● **Texto de partida**

# # # # # # #

Hace exactamente una semana comenzó mi peregrinación hacia lo que, hasta la fecha, ha sido el mejor viaje de mi vida. Lo supe nada más pisar Gijón y lo supe nada más ver El Molinón por primera vez, convertido en templo Brucista después de lo que ocurrió el miércoles.
Recorrí los casi 2.300 km que separan Tenerife de Gijón por el mismo motivo que recorrí hace poco más de un año los más de 1.700 km que me separan de Madrid: volver a levantar la mano hacia el cielo de la ciudad de turno y gritar buscando la redención por no poder saborear más a menudo la orgía de felicidad que supone este ritual, volver a ver en directo al dueño absoluto de la banda sonora de mi vida, volver a sentir cómo mi cerebro libera endorfinas, volver a liberarme. Volver.
Otra vez conocí gente. Y qué gente. Con Suso, Nando, Jorge, Sofía, Bea y Chiqui corrió la sidra, la cerveza y hasta una hostia en los columpios. Cayó una noche en el parque con la agradable compañía de una guitarra y bajo el ¿místico? sonido de los putos pavos reales. Cayó también un elogio al horizonte en forma de quemaduras de tercer grado en nuestra nariz.

# # # # # # #

● **Material a procesar**
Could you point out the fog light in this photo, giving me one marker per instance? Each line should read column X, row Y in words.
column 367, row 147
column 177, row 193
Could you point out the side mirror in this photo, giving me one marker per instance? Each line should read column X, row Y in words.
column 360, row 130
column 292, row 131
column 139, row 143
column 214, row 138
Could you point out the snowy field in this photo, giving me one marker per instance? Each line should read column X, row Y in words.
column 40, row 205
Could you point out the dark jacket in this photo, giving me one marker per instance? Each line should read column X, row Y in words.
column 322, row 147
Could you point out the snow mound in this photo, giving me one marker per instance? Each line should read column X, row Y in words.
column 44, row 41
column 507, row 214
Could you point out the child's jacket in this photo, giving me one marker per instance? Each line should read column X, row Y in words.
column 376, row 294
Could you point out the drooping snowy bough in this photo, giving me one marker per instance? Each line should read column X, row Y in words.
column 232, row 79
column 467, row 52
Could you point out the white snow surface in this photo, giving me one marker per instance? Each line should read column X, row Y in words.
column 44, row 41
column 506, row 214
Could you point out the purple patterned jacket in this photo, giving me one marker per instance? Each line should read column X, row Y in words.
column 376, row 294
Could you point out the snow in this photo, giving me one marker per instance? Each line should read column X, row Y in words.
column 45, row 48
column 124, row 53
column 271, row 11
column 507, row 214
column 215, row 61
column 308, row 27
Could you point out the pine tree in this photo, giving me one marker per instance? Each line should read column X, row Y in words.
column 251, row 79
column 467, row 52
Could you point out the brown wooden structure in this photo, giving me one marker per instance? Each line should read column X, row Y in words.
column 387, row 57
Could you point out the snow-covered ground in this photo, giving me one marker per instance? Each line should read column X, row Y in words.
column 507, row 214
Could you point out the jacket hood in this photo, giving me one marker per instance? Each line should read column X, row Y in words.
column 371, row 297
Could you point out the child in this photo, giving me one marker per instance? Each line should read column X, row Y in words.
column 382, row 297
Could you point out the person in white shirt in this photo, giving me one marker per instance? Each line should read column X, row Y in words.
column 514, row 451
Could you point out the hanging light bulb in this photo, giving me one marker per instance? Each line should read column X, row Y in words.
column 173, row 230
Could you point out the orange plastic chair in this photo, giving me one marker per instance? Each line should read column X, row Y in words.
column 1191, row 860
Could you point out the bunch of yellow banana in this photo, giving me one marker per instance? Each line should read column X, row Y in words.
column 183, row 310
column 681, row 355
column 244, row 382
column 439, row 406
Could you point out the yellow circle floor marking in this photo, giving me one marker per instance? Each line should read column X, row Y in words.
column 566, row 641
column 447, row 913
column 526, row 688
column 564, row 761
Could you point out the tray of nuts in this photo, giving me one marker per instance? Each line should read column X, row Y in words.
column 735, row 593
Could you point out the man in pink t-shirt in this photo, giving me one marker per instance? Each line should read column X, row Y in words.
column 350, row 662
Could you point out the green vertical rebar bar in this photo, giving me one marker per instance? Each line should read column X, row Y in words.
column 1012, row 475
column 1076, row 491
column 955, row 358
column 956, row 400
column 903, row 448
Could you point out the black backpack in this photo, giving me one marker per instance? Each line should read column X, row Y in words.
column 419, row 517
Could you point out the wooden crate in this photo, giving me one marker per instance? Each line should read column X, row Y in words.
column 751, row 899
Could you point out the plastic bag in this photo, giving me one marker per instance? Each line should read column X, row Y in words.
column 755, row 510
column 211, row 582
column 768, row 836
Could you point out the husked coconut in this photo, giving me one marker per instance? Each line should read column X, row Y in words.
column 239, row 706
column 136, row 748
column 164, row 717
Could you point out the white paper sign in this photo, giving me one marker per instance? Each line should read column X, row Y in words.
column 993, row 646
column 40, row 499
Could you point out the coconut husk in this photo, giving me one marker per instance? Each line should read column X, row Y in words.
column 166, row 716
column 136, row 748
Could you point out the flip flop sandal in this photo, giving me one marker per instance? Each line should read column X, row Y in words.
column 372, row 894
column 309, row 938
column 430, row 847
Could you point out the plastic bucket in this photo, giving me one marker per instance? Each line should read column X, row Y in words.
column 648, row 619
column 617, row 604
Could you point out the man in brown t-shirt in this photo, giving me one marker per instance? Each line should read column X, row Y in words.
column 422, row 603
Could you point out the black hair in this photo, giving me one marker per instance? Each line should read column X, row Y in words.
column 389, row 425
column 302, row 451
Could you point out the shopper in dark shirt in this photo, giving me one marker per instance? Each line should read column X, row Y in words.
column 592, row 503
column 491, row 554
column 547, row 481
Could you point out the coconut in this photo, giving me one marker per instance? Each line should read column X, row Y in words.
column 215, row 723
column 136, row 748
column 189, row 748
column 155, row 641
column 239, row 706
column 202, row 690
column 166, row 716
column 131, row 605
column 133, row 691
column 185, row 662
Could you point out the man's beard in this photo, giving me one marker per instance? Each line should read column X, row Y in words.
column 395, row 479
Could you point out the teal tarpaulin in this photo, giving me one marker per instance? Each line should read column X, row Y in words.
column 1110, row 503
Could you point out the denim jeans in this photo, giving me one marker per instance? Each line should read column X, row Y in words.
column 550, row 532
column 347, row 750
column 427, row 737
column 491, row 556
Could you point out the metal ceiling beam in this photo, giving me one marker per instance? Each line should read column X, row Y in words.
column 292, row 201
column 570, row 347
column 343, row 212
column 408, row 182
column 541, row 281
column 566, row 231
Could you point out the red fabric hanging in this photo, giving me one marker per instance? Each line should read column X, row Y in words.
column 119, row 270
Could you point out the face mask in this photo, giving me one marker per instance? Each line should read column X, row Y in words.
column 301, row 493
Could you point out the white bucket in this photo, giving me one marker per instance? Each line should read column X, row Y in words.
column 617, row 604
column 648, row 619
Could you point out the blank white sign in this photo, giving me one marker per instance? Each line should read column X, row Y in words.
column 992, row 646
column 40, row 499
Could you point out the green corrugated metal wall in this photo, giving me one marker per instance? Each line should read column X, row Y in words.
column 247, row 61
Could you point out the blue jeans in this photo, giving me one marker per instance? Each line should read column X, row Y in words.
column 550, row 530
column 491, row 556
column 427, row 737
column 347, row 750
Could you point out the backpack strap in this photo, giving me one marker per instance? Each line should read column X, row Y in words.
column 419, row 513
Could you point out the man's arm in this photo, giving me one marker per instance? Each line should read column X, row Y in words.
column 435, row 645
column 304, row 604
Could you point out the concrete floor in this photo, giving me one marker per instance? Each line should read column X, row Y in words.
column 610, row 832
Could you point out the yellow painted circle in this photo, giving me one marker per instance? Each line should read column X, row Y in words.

# # # # # # #

● **Qué debes hacer**
A - Convierte en una lista JSON de cadenas las líneas del listado que van desde la que contiene "Could you point out the man's beard" hasta la que contiene "column 566, row 231", ambas incluidas, con una cadena por cada línea y sin líneas en blanco.
B - Prosigue el relato del viaje a Gijón a partir de su última frase.

● **Respuestas por tarea**
A -
[
  "Could you point out the man's beard in this photo, giving me one marker per instance? Each line should read column X, row Y in words.",
  "column 395, row 479",
  "Could you point out the teal tarpaulin in this photo, giving me one marker per instance? Each line should read column X, row Y in words.",
  "column 1110, row 503",
  "Could you point out the denim jeans in this photo, giving me one marker per instance? Each line should read column X, row Y in words.",
  "column 550, row 532",
  "column 347, row 750",
  "column 427, row 737",
  "column 491, row 556",
  "Could you point out the metal ceiling beam in this photo, giving me one marker per instance? Each line should read column X, row Y in words.",
  "column 292, row 201",
  "column 570, row 347",
  "column 343, row 212",
  "column 408, row 182",
  "column 541, row 281",
  "column 566, row 231"
]

B -
Pero si algo marcó nuestras vidas, o al menos la mía, fue lo que pasó el miércoles por la noche. A eso de las 21.30 en mi interior se produjo una cicatrización de una parte de mí, probablemente de esa herida abierta que el Jefe se había encargado de no cerrar hasta que lo volviese a ver. Allí ocurrió algo grande, una comunión entre Bruce, los que estábamos allí, la vida y yo.
En mis escasos años de vida logré acumular algo de rabia y algo de ira, pero os aseguro que desaparecieron por completo con cada grito y con cada palabra que fui capaz de vociferar. Durante muchos momentos de la noche, el Universo dio paso a una calma interior que nunca había experimentado. A un estado nirvanesco de nuestras almas. La de Bruce, la de las personas que estábamos allí y la mía. Mi alma.
Contemplamos el poder sobrehumano de un hombre, de un líder espiritual que había logrado tejer entre sí con un fino hilo de fraternidad (porque allí todos éramos Blood Brothers) a las más de 30.000 personas que clamaban su nombre. Bruce.
Salté con My Love Will Not Let You Down como el 17 de junio de 2012 lo hice con Badlands. Y, aunque nunca fui capaz de imaginar que podría escuchar en directo Better Days y Ain't Good Enough For You, puños al aire, lo celebré como si me hubiese tocado la jodida lotería.
En El Molinón la resignación a la triste y lamentable situación económica no tuvo lugar durante Jack of All Trades, The River (que otra vez fue capaz de que en mi garganta se formase un nudo de dimensiones siderales) y Atlantic City. De nuevo, Bruce tomó ese papel de símbolo de la clase obrera, de hombre enfadado, de protector. Vivimos uno de los tramos más intensos de toda la velada, en donde su cólera e indignación fluyó por la espina dorsal de todos los que estábamos siendo partícipes del descomunal derroche de energía que el de Nueva Jersey nos estaba regalando.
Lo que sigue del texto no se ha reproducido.